**Your assignment:** The response should hold every record from the listing that follows, verbatim, and no pictures.

**Data shown:**
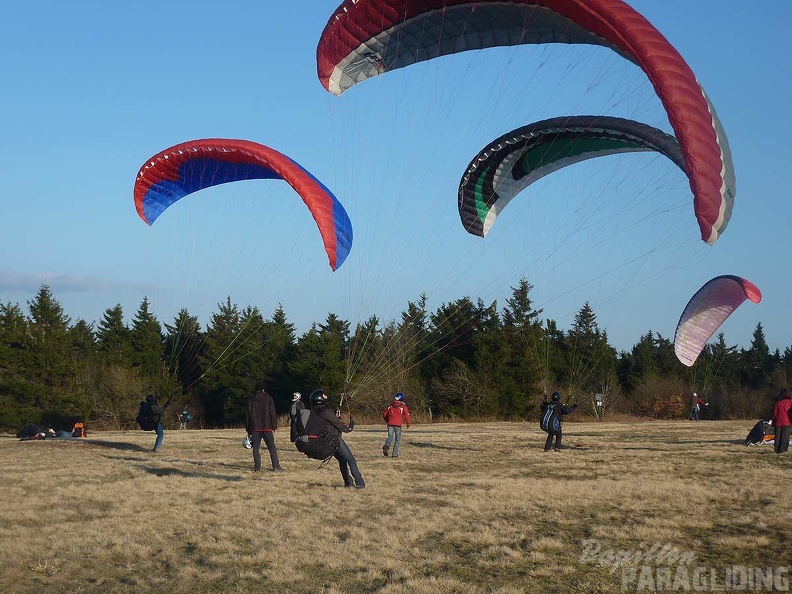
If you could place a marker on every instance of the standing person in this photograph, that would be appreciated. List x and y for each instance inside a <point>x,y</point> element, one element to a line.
<point>155,412</point>
<point>551,419</point>
<point>294,410</point>
<point>782,427</point>
<point>395,416</point>
<point>695,407</point>
<point>320,406</point>
<point>262,421</point>
<point>184,418</point>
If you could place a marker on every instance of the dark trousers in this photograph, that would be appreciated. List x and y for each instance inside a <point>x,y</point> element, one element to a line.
<point>269,440</point>
<point>549,440</point>
<point>347,464</point>
<point>781,436</point>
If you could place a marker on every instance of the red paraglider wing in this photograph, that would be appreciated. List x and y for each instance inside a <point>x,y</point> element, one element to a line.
<point>365,38</point>
<point>191,166</point>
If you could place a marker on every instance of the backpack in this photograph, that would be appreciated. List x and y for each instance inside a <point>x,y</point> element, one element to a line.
<point>310,437</point>
<point>146,418</point>
<point>549,419</point>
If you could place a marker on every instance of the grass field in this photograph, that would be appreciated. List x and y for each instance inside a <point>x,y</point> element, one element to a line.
<point>468,508</point>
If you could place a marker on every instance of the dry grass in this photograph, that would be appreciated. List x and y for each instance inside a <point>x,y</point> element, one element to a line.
<point>465,509</point>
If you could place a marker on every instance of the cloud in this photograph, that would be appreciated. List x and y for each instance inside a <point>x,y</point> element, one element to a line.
<point>12,281</point>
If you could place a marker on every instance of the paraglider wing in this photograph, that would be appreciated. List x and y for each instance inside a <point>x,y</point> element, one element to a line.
<point>365,38</point>
<point>517,159</point>
<point>707,310</point>
<point>191,166</point>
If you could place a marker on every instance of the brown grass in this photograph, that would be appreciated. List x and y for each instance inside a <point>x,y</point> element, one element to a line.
<point>465,509</point>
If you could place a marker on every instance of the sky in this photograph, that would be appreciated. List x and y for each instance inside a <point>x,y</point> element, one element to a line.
<point>92,89</point>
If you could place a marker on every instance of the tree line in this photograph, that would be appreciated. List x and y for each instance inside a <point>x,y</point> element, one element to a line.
<point>467,360</point>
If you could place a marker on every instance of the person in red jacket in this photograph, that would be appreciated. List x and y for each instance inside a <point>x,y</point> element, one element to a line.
<point>782,427</point>
<point>262,421</point>
<point>396,415</point>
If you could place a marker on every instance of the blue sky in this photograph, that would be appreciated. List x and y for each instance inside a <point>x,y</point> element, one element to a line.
<point>93,89</point>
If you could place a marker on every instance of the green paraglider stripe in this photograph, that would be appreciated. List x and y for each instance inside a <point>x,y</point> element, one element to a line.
<point>481,206</point>
<point>556,148</point>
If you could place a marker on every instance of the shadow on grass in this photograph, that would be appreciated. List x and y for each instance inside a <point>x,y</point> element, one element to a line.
<point>118,445</point>
<point>434,446</point>
<point>182,473</point>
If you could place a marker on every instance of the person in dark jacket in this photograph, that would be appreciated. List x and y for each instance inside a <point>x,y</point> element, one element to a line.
<point>262,421</point>
<point>782,424</point>
<point>296,406</point>
<point>319,402</point>
<point>156,410</point>
<point>551,419</point>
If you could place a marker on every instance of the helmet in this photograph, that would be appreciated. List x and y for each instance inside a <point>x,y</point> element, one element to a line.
<point>318,397</point>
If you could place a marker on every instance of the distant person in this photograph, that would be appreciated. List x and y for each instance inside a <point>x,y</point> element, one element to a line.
<point>262,421</point>
<point>319,402</point>
<point>782,427</point>
<point>296,406</point>
<point>396,415</point>
<point>695,407</point>
<point>551,420</point>
<point>152,412</point>
<point>184,418</point>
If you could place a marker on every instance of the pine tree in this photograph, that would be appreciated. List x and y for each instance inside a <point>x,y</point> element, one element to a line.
<point>113,338</point>
<point>146,342</point>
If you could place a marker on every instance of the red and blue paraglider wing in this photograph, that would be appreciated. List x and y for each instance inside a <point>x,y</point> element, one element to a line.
<point>366,38</point>
<point>707,310</point>
<point>191,166</point>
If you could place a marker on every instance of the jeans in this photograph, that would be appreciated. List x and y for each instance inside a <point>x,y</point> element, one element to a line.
<point>160,435</point>
<point>394,437</point>
<point>549,440</point>
<point>269,440</point>
<point>781,436</point>
<point>347,464</point>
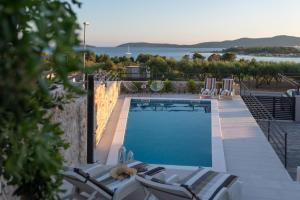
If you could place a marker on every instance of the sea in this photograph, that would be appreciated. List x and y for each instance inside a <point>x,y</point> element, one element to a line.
<point>178,53</point>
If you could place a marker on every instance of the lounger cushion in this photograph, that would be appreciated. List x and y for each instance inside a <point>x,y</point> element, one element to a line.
<point>201,184</point>
<point>206,184</point>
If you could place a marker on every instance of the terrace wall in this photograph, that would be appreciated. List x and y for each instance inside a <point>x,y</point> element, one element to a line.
<point>73,121</point>
<point>105,100</point>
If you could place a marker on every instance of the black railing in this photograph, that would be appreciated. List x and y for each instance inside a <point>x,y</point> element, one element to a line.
<point>275,134</point>
<point>292,80</point>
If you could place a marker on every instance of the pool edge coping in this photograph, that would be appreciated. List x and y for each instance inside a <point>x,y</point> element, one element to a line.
<point>218,156</point>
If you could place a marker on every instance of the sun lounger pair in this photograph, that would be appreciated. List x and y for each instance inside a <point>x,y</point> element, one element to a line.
<point>210,88</point>
<point>97,183</point>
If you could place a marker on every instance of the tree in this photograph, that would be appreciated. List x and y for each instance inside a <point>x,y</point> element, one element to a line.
<point>30,142</point>
<point>158,66</point>
<point>102,58</point>
<point>198,56</point>
<point>90,56</point>
<point>143,58</point>
<point>229,57</point>
<point>214,57</point>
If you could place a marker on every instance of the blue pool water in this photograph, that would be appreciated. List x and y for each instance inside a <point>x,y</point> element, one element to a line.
<point>171,132</point>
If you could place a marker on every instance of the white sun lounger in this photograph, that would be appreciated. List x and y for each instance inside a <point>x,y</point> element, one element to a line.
<point>210,88</point>
<point>202,184</point>
<point>227,89</point>
<point>96,182</point>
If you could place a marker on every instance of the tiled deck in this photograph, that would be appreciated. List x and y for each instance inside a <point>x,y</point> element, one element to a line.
<point>247,153</point>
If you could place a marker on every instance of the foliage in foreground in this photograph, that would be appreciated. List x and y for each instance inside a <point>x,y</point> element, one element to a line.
<point>30,144</point>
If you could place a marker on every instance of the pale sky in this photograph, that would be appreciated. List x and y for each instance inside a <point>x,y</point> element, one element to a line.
<point>113,22</point>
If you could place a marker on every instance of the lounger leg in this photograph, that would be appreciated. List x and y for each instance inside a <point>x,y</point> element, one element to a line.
<point>93,196</point>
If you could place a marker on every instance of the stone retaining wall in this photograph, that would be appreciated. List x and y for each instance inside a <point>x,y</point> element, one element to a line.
<point>73,121</point>
<point>105,100</point>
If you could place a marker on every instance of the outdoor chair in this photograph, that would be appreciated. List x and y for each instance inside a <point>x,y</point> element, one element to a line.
<point>96,182</point>
<point>227,89</point>
<point>157,86</point>
<point>201,184</point>
<point>210,88</point>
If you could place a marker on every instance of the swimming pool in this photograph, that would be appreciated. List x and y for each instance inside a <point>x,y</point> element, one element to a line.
<point>175,132</point>
<point>171,132</point>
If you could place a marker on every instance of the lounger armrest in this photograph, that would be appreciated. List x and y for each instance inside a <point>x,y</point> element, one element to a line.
<point>94,181</point>
<point>172,179</point>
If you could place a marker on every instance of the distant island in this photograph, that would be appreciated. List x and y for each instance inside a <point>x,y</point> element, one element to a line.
<point>277,41</point>
<point>265,51</point>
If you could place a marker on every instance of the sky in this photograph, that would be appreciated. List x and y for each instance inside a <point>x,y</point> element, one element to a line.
<point>113,22</point>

**Exercise solution:**
If you could place a marker on every instance of the standing person in this photograph, that would be appreciated. List x and y for each instance inside a <point>x,y</point> element, one element to a line.
<point>155,412</point>
<point>551,419</point>
<point>294,410</point>
<point>782,427</point>
<point>395,416</point>
<point>695,407</point>
<point>320,406</point>
<point>262,421</point>
<point>184,418</point>
If you could place a marker on every instance of the dark trousers in this photograph, that would be appreciated. List x and y for each instance inside a <point>x,y</point> element, one element to a line.
<point>269,440</point>
<point>549,440</point>
<point>347,464</point>
<point>781,436</point>
If you could place a marker on every instance of the red paraglider wing in this photograph, that would be appreciated. List x and y for each instance inside a <point>x,y</point> element, one element to a line.
<point>365,38</point>
<point>191,166</point>
If you could place a marker on every instance of the backpack in this photograph, that would be appreciated. List x and y for each instance inside a <point>x,y</point> element, one element to a line.
<point>310,437</point>
<point>146,418</point>
<point>549,419</point>
If you could place a marker on every instance of the grass field in this photograph, that would be appreciated. List x and y for each instance inside a <point>x,y</point> element, one element to a line.
<point>468,508</point>
If you could place a marker on every instance of the dry grass in this photograph, that would be appreciated. List x and y for each instance inside a <point>x,y</point> element, one element to a line.
<point>465,509</point>
If you could place a marker on every instance of the cloud in this photograph, that would be appreciated. List x and y for each instance inside a <point>x,y</point> element, one element to a line.
<point>12,281</point>
If you could place a marker on every instance of the paraglider wing in this photograph, that would be appreciated. List x and y for each instance inside a <point>x,y</point> element, one element to a line.
<point>365,38</point>
<point>517,159</point>
<point>707,310</point>
<point>191,166</point>
If you could place a marker on every instance of the brown grass in this photograph, that would be appreciated. List x and y for each instance inside a <point>x,y</point> element, one element to a line.
<point>465,509</point>
If you could place a marker on every instance of the sky in this photograph, that would be appreciated. List x and y for each instance inside a <point>x,y</point> element, one element to a line.
<point>92,89</point>
If you could place a marker on every instance of the tree line in this photograph, that would be appreciated. List x and y for each instance inside a <point>x,y</point> element, one element to a line.
<point>467,360</point>
If you could place a marker on every instance of the person in red jacket in this photograph, that would be appreciated. List x and y for each instance inside a <point>x,y</point> element, one element to a line.
<point>782,427</point>
<point>262,421</point>
<point>396,415</point>
If you could place a marker on every instance of the blue sky in this photograph, that would be appreciated. List x and y for each instance inside a <point>x,y</point> element, one element to a line.
<point>93,89</point>
If you could place a marker on every instance of the green paraglider stripe in this photograph, that would be appreciated. List x and y for each instance inside a <point>x,y</point> element, one element to a line.
<point>481,206</point>
<point>556,148</point>
If you could place a marker on every instance of the shadow on grass in this photograph, that would be appreciated. List x and y for each instance inside a <point>x,y</point> element, one element to a line.
<point>118,445</point>
<point>434,446</point>
<point>182,473</point>
If you could place a marker on every instance of the person in dark jacket in this photograph, that would be appreciated. List x and y for each instance inside a <point>x,y</point> element, one element to a line.
<point>262,421</point>
<point>782,424</point>
<point>296,406</point>
<point>319,402</point>
<point>156,410</point>
<point>551,419</point>
If you could place a marker on every instance of the helmet in this photograph, that would be appreciated. List x and y for each instance inside a <point>x,y</point> element, one element to a line.
<point>318,397</point>
If you could place a marker on every instance of the distant person in this photograph, that would be appreciated. List x and y for each instance inside a <point>x,y</point> element, one element to a line.
<point>262,421</point>
<point>319,402</point>
<point>782,427</point>
<point>296,406</point>
<point>396,415</point>
<point>695,407</point>
<point>551,420</point>
<point>152,412</point>
<point>184,418</point>
If you could place a marker on every instance of the pine tree in this photograph, that would be appreciated. List x and y for each instance inside a <point>x,y</point> element, one element to a line.
<point>113,338</point>
<point>146,342</point>
If you could place a marker on every instance of the red and blue paraglider wing in this photograph, that would be appreciated. List x and y for each instance inside a <point>x,y</point> element, one element to a line.
<point>366,38</point>
<point>707,310</point>
<point>191,166</point>
If you could place a marker on every instance of the jeans in this photograph, that would be appreciated. List x and y for each instance inside a <point>x,y</point> element, one element to a line.
<point>160,435</point>
<point>394,437</point>
<point>549,440</point>
<point>269,440</point>
<point>781,436</point>
<point>347,464</point>
If you could place a marker on every instance of the sea in this photograph, that would be appreciated. List x and y for each instance inside a <point>x,y</point> element, one element to a line.
<point>178,53</point>
If you could place a marker on every instance of the lounger cushion in this photograph, that would be appreciated. List x and y for each instance inside a <point>x,y</point> element, one element to a line.
<point>201,184</point>
<point>206,184</point>
If you could place a marker on every instance of the terrace wall in this photograph, that would be appreciated. List x and y for each instance inside a <point>x,y</point> element, one element to a line.
<point>73,121</point>
<point>105,100</point>
If you could place a marker on every instance of the black railing in this photograph, that would be appreciated. List x and y for each instance inside a <point>x,y</point> element, one element to a line.
<point>275,134</point>
<point>292,80</point>
If you could place a marker on every instance of the pool edge coping in this photograph, that would be appreciated. List x and y for each instance inside a <point>x,y</point> element, one element to a line.
<point>218,156</point>
If you could place a marker on every instance of the sun lounger pair in this photograph, that would be appreciated. List x and y for each instance inside a <point>x,y</point> element, one element to a line.
<point>210,88</point>
<point>97,183</point>
If you could place a marker on every instance of the tree in this photograph, that would be appreciated. List x and y for each instance inside a <point>x,y</point> element, one element to a line.
<point>30,142</point>
<point>158,66</point>
<point>102,58</point>
<point>198,56</point>
<point>90,56</point>
<point>143,58</point>
<point>229,57</point>
<point>214,57</point>
If you could place a marker on every instance of the blue pool water in this photograph, that would be appreciated. List x and y for each instance inside a <point>x,y</point> element, one element to a line.
<point>171,132</point>
If you could place a marker on every instance of the white sun lounger in this photograph, that would be appreciated. List x and y for each instance inside a <point>x,y</point> element, one element to a line.
<point>210,88</point>
<point>202,184</point>
<point>227,89</point>
<point>96,182</point>
If you could place a marker on every instance of the tiled deck in this photograph, that would be appreciated. List x and y for each instance inside a <point>x,y</point> element, one element to a line.
<point>247,153</point>
If you could place a marker on every instance of the foliage in foreground in this photograph, that would be appreciated. List x and y for each instance inside a <point>x,y</point> element, one element to a line.
<point>30,144</point>
If you could place a marker on every instance of the pale sky in this photograph, that would be appreciated. List x and y for each instance inside a <point>x,y</point> element, one element to a line.
<point>113,22</point>
If you could place a marker on every instance of the lounger leg in this photograph, that would be appreciated. List x and y for each instance inside a <point>x,y</point> element, one element to a line.
<point>93,196</point>
If you could place a marker on every instance of the stone retaining wall in this photograph, that would be appreciated. List x and y for each instance inside a <point>x,y</point> element, one element to a line.
<point>73,121</point>
<point>105,100</point>
If you could place a marker on every instance of the outdoor chair in this photograph, that would be appreciated. List x and y for each instance inside a <point>x,y</point> element, one element to a line.
<point>96,182</point>
<point>227,89</point>
<point>157,86</point>
<point>201,184</point>
<point>210,88</point>
If you could place a marker on every instance of the swimming pool in this photograph, that would be appreciated. List x and y for each instance inside a <point>x,y</point> element, one element to a line.
<point>175,132</point>
<point>171,132</point>
If you could place a marker on every instance of the lounger armrest in this photograph, that would be appreciated. List x and y for each instance inside a <point>x,y</point> element, one element to a line.
<point>94,181</point>
<point>172,179</point>
If you could place a marker on every instance of the distant island in this photograph, that would be appreciated. List x and y for each instance inside a <point>x,y</point> element, one element to a line.
<point>277,41</point>
<point>265,51</point>
If you could place a marker on every instance of the sky in this photograph, that would be appreciated. List x and y for each instance inside a <point>x,y</point> element, one element to a line.
<point>113,22</point>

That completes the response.